(SUPPLIED MATERIAL Opens)
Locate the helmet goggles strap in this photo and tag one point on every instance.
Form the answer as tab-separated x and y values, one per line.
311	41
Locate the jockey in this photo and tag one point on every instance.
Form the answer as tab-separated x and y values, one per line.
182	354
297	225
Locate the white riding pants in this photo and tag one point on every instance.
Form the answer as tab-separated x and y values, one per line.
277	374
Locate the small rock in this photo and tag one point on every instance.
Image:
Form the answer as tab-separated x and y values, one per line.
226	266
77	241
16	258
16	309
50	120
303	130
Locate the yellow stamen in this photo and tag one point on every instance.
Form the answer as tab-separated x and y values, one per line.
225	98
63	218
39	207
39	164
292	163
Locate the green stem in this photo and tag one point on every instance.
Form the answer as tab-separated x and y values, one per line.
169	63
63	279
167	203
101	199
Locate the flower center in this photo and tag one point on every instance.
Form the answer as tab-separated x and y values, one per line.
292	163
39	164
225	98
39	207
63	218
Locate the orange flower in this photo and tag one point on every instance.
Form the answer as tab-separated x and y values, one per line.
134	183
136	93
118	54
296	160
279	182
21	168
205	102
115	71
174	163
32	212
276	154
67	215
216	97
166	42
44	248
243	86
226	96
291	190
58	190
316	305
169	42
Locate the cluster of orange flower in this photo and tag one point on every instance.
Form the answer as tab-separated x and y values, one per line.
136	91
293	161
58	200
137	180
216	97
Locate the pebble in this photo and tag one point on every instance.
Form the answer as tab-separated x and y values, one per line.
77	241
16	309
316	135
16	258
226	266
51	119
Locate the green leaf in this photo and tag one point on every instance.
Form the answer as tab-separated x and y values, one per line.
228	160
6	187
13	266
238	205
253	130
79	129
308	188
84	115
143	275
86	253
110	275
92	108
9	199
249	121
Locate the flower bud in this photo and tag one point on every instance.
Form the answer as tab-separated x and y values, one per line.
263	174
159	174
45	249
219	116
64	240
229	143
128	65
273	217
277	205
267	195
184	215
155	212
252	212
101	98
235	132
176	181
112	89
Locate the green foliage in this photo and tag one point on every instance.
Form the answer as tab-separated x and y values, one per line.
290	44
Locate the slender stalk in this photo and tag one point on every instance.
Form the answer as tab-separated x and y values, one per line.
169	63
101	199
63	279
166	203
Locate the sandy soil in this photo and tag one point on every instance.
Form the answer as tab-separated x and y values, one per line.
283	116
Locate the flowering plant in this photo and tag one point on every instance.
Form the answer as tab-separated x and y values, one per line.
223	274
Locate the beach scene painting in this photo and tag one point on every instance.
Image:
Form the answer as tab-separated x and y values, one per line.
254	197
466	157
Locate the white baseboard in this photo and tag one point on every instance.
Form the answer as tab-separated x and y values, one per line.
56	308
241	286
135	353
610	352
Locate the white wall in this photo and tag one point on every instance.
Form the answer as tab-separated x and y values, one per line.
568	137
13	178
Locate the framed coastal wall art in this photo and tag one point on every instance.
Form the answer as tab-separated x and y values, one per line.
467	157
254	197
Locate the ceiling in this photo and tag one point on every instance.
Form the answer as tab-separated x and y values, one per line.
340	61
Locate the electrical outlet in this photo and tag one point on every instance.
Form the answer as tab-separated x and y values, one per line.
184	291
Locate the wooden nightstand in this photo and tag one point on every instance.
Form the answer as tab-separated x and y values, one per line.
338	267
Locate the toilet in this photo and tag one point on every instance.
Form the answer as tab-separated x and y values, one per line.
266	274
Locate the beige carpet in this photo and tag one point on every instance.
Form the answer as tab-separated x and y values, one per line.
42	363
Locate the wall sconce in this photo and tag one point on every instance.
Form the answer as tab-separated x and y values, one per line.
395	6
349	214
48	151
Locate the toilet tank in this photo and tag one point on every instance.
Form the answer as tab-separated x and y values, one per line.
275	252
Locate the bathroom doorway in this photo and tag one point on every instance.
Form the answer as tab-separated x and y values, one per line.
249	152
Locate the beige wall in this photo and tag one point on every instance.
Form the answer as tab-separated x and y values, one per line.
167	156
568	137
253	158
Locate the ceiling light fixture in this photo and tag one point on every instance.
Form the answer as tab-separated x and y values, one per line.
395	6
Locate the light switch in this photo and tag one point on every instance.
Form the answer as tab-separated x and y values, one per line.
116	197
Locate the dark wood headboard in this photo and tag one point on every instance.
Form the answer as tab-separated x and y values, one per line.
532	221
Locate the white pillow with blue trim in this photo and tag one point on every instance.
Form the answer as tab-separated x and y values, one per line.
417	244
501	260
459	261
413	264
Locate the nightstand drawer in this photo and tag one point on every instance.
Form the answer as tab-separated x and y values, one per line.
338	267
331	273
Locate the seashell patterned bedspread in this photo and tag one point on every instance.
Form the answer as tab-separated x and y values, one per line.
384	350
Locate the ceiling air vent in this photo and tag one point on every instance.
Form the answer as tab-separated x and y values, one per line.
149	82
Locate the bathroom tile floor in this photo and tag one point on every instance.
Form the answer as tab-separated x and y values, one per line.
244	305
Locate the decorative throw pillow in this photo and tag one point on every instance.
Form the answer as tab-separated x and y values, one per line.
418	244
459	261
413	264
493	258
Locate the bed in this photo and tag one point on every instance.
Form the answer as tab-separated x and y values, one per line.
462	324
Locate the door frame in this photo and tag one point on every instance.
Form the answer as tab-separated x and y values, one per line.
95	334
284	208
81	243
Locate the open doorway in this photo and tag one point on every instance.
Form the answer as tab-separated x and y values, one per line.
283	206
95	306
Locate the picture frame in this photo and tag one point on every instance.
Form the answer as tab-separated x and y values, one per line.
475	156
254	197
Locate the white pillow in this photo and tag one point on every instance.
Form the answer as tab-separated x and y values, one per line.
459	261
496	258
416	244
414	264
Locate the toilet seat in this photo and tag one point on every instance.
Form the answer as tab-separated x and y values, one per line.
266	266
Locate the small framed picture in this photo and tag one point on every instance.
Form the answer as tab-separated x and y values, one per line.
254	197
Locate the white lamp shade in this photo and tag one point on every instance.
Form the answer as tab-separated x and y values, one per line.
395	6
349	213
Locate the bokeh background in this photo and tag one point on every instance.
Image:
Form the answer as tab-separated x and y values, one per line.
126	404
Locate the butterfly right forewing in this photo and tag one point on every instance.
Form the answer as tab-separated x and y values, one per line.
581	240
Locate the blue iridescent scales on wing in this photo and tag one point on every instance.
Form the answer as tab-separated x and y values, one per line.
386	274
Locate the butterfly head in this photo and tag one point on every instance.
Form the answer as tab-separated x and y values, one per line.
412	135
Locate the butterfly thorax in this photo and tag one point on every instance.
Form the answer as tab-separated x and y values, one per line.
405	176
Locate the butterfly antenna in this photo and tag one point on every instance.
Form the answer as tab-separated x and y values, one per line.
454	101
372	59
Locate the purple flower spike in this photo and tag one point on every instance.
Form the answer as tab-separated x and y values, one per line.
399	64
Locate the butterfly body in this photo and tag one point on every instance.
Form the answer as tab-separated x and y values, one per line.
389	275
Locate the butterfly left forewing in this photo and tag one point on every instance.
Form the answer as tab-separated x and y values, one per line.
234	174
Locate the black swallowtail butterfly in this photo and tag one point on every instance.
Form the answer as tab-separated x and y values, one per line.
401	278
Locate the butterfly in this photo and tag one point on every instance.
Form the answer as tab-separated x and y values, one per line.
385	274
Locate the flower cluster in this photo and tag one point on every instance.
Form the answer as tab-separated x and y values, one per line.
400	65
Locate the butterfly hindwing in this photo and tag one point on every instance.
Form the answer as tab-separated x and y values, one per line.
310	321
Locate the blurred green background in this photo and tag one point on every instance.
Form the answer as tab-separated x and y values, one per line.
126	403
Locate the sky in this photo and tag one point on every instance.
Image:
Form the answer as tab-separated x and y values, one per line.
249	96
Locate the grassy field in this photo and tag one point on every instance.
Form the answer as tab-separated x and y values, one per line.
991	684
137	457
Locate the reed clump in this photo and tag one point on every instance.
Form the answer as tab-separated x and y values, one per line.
(SUPPLIED MATERIAL Closes)
**EXERCISE GOAL**
Copy out each line of the entries where the word "green" is found.

**TASK RESULT**
Locate the green stem in this photo and tag one point on every instance.
Locate the green leaf in this photo and tag one point on every instance.
Locate the green foliage in this photo and tag one point on every instance.
Locate the blurred green background in this photo and tag one point on every instance.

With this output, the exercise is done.